- [TUGAS]
Tuliskan kembali seluruh potongan kode notebook di bawah ini tanpa mengubah satu karakter pun.

- [TEKS PILIHAN]

::::::::

# ===== 01. Penggunaan library ===== #

In [20]:
import pandas as pd
from sklearn.model_selection import cross_val_score, StratifiedKFold
from sklearn.preprocessing import LabelEncoder
from sklearn.svm import SVC
from sklearn.ensemble import AdaBoostClassifier
import seaborn as sns
import matplotlib.pyplot as plt
import warnings
from tabulate import tabulate

warnings.filterwarnings('ignore')

# ===== 02. Load Dataset ===== #

In [21]:
file_path = '../data/raw/Dataset Bahan Makanan & Alergen.xlsx'
df = pd.read_excel(file_path, sheet_name = 'Dataset')

In [28]:
import numpy as np
from collections import Counter

print("🔍 Informasi Dataset:")
print(f"Shape: {df.shape}")
print(f"Columns: {list(df.columns)}")

# **IMPORTANT: Check target distribution**
print("\n🎯 Distribusi Target 'Prediksi':")
print(df['Prediksi'].value_counts())
print(f"\nTotal samples: {len(df)}")

# **VERY IMPORTANT: Check encoded data**
print(f"\n🤖 Check Encoded Data:")
print(f"X_encoded shape: {X_encoded.shape}")
print(f"y_encoded shape: {y_encoded.shape}")
print(f"Unique y_encoded values: {np.unique(y_encoded)}")

::::::::

- [CUPLIKAN BARIS]
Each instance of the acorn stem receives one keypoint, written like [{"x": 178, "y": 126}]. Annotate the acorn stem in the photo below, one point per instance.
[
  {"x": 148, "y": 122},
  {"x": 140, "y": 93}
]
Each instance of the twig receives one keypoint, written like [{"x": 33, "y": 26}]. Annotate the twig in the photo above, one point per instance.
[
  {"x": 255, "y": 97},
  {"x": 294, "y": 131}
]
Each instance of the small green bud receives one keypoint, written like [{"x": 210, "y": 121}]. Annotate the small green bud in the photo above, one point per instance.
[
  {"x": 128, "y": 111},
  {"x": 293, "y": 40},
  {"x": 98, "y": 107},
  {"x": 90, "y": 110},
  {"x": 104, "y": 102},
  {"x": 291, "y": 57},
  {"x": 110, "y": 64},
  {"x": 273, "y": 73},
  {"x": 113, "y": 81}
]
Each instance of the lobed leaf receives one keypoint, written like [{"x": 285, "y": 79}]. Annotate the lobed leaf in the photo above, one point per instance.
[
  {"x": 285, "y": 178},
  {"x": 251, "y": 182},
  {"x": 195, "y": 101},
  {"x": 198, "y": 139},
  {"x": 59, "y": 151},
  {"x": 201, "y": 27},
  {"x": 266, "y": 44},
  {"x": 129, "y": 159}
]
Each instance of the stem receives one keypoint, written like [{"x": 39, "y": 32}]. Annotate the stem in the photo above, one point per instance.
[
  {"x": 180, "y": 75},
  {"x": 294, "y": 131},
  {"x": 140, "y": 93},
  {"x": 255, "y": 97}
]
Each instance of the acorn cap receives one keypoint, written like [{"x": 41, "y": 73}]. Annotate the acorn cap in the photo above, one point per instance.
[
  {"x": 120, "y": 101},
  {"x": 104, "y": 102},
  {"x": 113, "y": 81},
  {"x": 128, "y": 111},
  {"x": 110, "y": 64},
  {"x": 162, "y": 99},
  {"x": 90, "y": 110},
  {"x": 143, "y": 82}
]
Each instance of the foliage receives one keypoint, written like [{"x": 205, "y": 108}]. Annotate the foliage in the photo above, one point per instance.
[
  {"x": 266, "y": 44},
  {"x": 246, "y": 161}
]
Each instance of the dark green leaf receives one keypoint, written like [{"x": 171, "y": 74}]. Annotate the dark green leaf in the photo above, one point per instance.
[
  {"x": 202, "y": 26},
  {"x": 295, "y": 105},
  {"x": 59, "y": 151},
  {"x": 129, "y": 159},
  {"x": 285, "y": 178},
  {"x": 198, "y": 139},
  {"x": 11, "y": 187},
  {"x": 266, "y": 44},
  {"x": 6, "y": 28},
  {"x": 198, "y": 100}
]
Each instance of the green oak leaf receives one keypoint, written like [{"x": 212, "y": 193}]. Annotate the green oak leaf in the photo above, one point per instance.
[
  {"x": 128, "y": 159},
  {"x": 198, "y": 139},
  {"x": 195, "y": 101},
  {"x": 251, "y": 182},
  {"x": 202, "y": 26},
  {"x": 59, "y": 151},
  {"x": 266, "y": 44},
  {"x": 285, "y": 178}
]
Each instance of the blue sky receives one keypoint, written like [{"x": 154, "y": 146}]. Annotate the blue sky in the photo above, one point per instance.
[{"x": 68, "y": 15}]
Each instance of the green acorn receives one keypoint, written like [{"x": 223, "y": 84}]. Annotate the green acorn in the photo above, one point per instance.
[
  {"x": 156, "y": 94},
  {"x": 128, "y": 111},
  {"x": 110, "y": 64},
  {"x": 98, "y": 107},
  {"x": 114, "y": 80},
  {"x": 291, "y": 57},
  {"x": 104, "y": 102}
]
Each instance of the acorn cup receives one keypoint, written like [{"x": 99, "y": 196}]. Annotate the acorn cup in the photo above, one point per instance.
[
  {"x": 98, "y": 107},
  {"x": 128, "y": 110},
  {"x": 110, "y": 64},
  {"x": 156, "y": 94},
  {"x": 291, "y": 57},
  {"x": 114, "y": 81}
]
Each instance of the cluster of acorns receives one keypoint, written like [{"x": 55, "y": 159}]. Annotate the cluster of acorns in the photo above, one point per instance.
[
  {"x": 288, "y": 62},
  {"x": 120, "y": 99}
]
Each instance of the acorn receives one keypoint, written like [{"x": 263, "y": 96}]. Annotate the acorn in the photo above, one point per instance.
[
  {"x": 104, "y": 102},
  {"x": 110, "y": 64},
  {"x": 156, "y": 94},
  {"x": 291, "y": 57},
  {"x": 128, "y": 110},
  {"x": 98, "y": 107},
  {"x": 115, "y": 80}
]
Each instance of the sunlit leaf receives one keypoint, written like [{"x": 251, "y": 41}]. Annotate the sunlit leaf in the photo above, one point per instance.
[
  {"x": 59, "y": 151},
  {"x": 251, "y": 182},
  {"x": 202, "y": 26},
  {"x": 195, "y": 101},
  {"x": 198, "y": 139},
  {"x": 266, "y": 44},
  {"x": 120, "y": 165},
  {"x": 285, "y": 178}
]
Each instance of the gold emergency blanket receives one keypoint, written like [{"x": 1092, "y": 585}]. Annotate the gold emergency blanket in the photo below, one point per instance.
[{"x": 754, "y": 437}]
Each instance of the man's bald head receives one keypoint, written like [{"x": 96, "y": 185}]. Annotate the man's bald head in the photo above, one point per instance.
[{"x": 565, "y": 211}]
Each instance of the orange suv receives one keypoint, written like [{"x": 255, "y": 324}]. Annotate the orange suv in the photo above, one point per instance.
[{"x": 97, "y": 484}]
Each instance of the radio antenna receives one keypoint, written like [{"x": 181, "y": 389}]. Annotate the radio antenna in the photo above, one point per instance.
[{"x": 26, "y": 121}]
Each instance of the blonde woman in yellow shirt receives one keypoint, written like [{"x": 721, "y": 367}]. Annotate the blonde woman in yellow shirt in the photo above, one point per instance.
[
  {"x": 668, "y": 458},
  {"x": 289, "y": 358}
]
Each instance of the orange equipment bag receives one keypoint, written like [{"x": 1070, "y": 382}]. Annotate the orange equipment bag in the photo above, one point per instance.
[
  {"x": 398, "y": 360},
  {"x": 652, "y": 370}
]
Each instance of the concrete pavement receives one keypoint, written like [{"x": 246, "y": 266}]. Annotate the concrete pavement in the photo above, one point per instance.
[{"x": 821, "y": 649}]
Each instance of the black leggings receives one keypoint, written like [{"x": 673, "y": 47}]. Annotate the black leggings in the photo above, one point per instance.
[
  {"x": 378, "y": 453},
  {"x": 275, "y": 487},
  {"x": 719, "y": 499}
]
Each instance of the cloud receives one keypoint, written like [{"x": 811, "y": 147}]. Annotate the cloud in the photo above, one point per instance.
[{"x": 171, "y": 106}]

::::::::

- [JAWABAN BENAR]
# ===== 01. Penggunaan library ===== #

In [20]:
import pandas as pd
from sklearn.model_selection import cross_val_score, StratifiedKFold
from sklearn.preprocessing import LabelEncoder
from sklearn.svm import SVC
from sklearn.ensemble import AdaBoostClassifier
import seaborn as sns
import matplotlib.pyplot as plt
import warnings
from tabulate import tabulate

warnings.filterwarnings('ignore')

# ===== 02. Load Dataset ===== #

In [21]:
file_path = '../data/raw/Dataset Bahan Makanan & Alergen.xlsx'
df = pd.read_excel(file_path, sheet_name = 'Dataset')

In [28]:
import numpy as np
from collections import Counter

print("🔍 Informasi Dataset:")
print(f"Shape: {df.shape}")
print(f"Columns: {list(df.columns)}")

# **IMPORTANT: Check target distribution**
print("\n🎯 Distribusi Target 'Prediksi':")
print(df['Prediksi'].value_counts())
print(f"\nTotal samples: {len(df)}")

# **VERY IMPORTANT: Check encoded data**
print(f"\n🤖 Check Encoded Data:")
print(f"X_encoded shape: {X_encoded.shape}")
print(f"y_encoded shape: {y_encoded.shape}")
print(f"Unique y_encoded values: {np.unique(y_encoded)}")